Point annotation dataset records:
▬▬▬▬▬▬▬▬▬▬
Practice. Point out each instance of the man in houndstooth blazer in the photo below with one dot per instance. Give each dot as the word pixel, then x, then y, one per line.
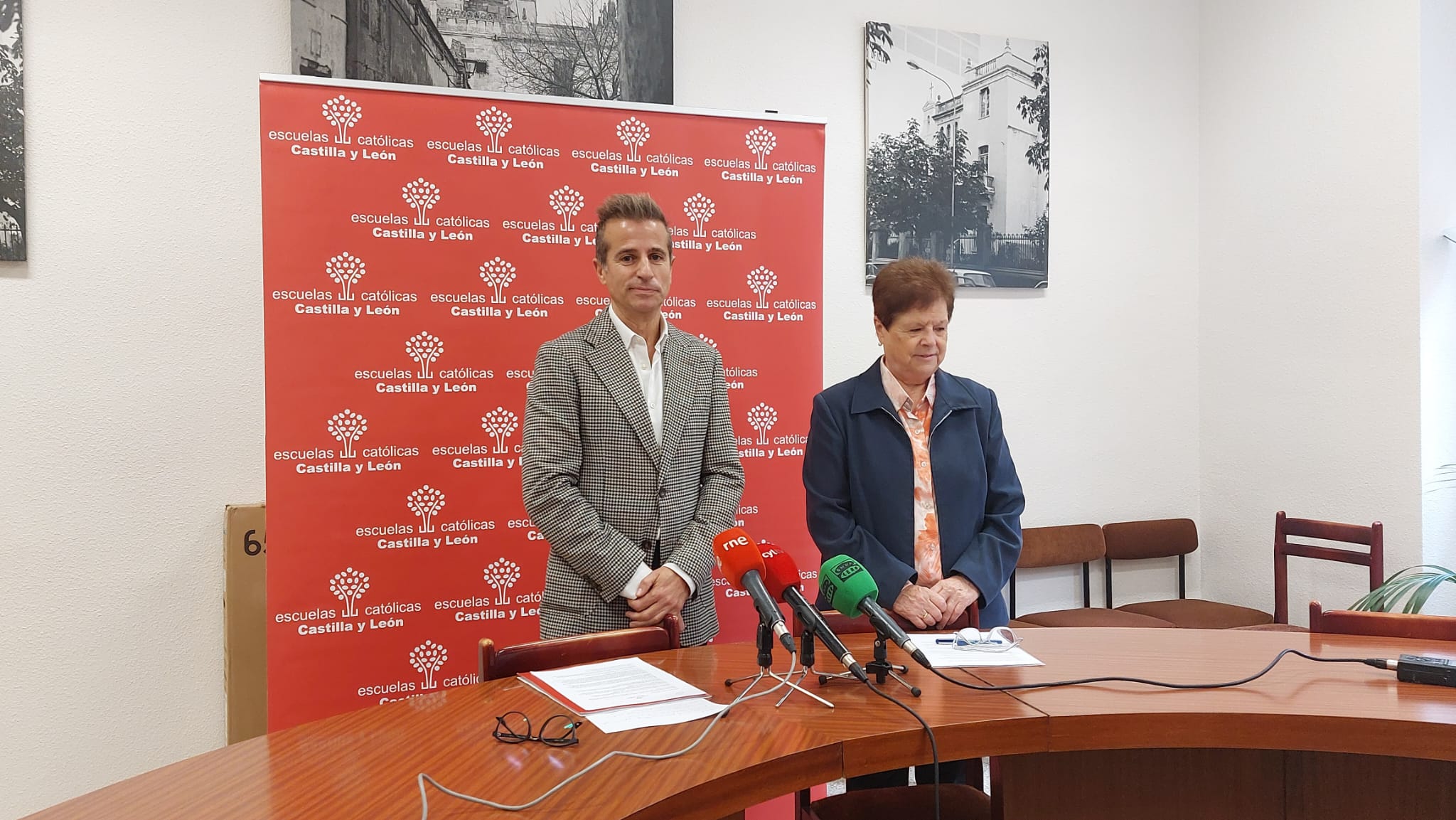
pixel 629 465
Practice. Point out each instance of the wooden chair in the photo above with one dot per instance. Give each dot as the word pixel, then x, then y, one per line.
pixel 1064 547
pixel 1167 538
pixel 1372 557
pixel 958 802
pixel 580 649
pixel 1385 624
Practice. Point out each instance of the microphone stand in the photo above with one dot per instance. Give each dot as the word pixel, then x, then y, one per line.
pixel 765 643
pixel 880 667
pixel 807 659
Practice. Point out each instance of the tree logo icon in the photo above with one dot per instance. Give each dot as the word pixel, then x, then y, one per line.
pixel 567 201
pixel 762 418
pixel 424 348
pixel 762 143
pixel 348 427
pixel 498 275
pixel 503 574
pixel 348 586
pixel 494 124
pixel 632 133
pixel 700 210
pixel 762 282
pixel 500 422
pixel 426 503
pixel 347 270
pixel 421 196
pixel 343 112
pixel 427 659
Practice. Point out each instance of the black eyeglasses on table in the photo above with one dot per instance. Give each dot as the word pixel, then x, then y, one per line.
pixel 516 727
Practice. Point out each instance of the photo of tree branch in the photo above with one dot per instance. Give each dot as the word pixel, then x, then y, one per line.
pixel 12 134
pixel 958 154
pixel 590 48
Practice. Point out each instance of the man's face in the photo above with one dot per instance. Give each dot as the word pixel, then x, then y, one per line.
pixel 638 271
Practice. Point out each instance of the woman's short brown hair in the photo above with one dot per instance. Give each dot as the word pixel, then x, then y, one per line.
pixel 909 284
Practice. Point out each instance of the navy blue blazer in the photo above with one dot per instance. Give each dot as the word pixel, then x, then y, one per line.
pixel 860 485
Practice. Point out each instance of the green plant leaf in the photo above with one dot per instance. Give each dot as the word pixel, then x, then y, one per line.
pixel 1414 585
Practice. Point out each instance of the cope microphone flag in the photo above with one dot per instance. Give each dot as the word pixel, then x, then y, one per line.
pixel 852 590
pixel 782 579
pixel 742 564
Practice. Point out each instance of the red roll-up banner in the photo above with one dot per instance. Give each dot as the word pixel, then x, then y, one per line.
pixel 418 247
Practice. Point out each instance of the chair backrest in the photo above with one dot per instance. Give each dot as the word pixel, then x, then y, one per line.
pixel 1372 557
pixel 536 656
pixel 1059 547
pixel 1161 538
pixel 1386 624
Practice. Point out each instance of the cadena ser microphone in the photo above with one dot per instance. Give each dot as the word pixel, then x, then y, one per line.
pixel 782 577
pixel 852 590
pixel 742 564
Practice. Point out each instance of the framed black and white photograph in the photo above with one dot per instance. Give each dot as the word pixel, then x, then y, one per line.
pixel 582 48
pixel 958 154
pixel 12 133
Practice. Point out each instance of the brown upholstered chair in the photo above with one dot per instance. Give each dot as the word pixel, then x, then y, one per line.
pixel 579 649
pixel 1167 538
pixel 958 802
pixel 1064 547
pixel 1385 624
pixel 1372 557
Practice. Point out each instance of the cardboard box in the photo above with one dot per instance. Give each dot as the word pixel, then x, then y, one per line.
pixel 245 615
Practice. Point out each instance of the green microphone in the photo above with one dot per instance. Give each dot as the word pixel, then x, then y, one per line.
pixel 851 589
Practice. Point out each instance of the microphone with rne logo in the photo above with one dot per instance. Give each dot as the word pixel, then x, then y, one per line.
pixel 852 590
pixel 742 564
pixel 782 577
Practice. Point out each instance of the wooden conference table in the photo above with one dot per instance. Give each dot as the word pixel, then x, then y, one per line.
pixel 1307 740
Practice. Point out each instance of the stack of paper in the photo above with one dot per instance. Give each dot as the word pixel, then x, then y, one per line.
pixel 623 693
pixel 948 654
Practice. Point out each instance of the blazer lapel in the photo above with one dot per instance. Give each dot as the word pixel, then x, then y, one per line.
pixel 609 357
pixel 679 390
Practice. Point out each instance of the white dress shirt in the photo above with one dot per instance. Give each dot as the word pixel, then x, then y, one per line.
pixel 650 378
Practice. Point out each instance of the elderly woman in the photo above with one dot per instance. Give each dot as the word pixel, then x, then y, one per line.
pixel 907 469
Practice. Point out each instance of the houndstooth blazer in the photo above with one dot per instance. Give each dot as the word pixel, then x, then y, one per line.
pixel 596 482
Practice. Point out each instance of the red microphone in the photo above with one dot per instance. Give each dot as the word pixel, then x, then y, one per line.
pixel 742 563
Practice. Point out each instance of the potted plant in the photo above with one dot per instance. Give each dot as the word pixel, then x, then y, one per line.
pixel 1414 585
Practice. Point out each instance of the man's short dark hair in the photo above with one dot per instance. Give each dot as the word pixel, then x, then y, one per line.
pixel 632 207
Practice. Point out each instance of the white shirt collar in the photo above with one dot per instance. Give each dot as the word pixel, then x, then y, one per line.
pixel 628 334
pixel 899 397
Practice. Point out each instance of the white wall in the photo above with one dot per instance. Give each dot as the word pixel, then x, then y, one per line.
pixel 1310 289
pixel 1097 376
pixel 1439 290
pixel 132 404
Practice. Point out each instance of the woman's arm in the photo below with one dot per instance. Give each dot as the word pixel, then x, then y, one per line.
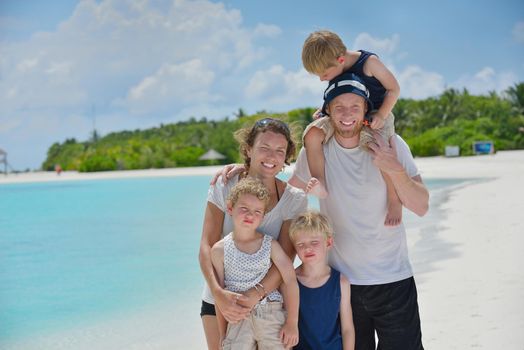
pixel 225 300
pixel 217 258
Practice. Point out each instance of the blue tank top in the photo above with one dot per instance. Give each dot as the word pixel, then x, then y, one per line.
pixel 377 91
pixel 319 316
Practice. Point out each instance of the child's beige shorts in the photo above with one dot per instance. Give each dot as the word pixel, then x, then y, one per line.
pixel 261 330
pixel 366 135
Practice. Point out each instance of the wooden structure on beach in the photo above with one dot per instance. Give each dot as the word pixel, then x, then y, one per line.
pixel 212 155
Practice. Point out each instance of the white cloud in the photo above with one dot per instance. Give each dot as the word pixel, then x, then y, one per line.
pixel 267 30
pixel 172 84
pixel 386 46
pixel 280 90
pixel 518 32
pixel 156 59
pixel 418 84
pixel 485 81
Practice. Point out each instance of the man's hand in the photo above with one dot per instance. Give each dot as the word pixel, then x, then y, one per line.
pixel 227 172
pixel 289 335
pixel 229 304
pixel 384 155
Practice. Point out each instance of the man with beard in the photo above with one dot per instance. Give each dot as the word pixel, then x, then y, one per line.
pixel 372 256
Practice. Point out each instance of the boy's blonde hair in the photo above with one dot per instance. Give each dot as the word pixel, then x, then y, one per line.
pixel 321 50
pixel 252 186
pixel 310 222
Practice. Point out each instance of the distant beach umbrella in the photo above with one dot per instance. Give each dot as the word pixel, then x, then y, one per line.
pixel 212 155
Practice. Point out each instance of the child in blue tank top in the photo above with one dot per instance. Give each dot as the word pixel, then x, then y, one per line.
pixel 325 319
pixel 325 55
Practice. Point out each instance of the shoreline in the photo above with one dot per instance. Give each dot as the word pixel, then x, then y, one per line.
pixel 471 167
pixel 468 264
pixel 465 255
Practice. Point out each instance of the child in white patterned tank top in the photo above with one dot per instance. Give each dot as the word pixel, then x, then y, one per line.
pixel 241 260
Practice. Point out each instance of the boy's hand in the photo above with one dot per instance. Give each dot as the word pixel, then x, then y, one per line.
pixel 227 172
pixel 377 121
pixel 318 114
pixel 289 335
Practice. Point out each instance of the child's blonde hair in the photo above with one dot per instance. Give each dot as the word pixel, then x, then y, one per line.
pixel 252 186
pixel 310 222
pixel 321 50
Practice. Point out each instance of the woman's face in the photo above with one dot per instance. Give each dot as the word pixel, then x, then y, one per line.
pixel 268 154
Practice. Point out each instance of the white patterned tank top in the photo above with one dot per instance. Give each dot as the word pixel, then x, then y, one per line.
pixel 243 271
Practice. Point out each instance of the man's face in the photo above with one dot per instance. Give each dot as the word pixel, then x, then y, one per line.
pixel 347 114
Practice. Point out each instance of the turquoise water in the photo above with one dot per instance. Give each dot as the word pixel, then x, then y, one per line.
pixel 76 252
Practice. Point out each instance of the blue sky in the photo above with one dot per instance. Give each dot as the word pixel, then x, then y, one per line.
pixel 136 64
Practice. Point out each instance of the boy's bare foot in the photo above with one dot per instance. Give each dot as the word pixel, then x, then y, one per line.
pixel 394 215
pixel 315 188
▬▬▬▬▬▬▬▬▬▬
Extract from the listing every line from the one containing "Practice. Point out each instance of the boy's hand" through the one containing "pixel 347 114", both included, and reproduce them verbatim.

» **Exercise response**
Practice. Point out each instance of the boy's hand in the photo above with one dot per instance. Give each dot as the word pixel, then x, then y, one per line.
pixel 227 172
pixel 377 121
pixel 318 114
pixel 289 335
Practice. Point out each instance of the child's blonde hair in the photo above with one dot per instance. Give each dot as the word pixel, then x, then y, one per line.
pixel 252 186
pixel 310 222
pixel 321 50
Practice. Point out each instance of the woman's face in the photo above with one dot per instance. Give each dot as the word pixel, then x, then y, one per line.
pixel 268 154
Practice. Point out each instance of the white patterned tank top in the photo above with one dot per instance. Give each dot as the word pixel, then x, then y, one per line.
pixel 243 271
Practice. Point out each instance of the man's face in the photo above with one dot per instance. Give each dot as the word pixel, then x, then y, one per line.
pixel 347 114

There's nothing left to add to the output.